> **PROVIDED DATA**
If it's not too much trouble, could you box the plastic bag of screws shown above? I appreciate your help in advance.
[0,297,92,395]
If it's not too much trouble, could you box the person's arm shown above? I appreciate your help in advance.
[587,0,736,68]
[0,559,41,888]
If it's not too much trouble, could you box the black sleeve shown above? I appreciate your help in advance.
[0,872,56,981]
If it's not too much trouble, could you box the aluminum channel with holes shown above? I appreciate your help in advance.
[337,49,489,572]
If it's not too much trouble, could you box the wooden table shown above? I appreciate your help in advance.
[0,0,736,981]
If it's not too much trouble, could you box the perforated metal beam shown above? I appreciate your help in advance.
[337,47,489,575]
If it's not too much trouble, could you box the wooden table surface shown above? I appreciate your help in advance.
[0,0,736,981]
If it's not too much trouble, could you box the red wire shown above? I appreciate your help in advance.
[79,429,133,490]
--
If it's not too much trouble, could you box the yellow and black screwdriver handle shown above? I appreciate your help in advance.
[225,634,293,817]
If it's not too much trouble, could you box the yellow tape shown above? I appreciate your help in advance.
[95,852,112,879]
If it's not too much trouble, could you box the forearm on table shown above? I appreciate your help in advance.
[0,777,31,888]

> **SHORT EXERCISE**
Transcribe verbatim everything in the data above from the line containing "If it's not too much trouble, could you box the person's" down to the line containing "[337,47,489,575]", including both of those lines.

> **SOLVED PROBLEM**
If it's not too much trouble, could you box the person's arm shown above? I appreciate your help in advance.
[587,0,736,68]
[0,559,41,888]
If it's not too much trouble, could you box the black sleeve shown above? I appreciate your help in advance.
[0,872,56,981]
If it's not too much trouble, could you box the aluminum channel with holes shown above? I appreciate your help in advance.
[337,49,489,572]
If it's not too much trouble, could you box the wooden table shown above? I appreciate your help in advance.
[0,0,736,981]
If it's not too much trouble, could you box the perforated metal beam shown above? I appreciate your help in advance.
[337,47,489,575]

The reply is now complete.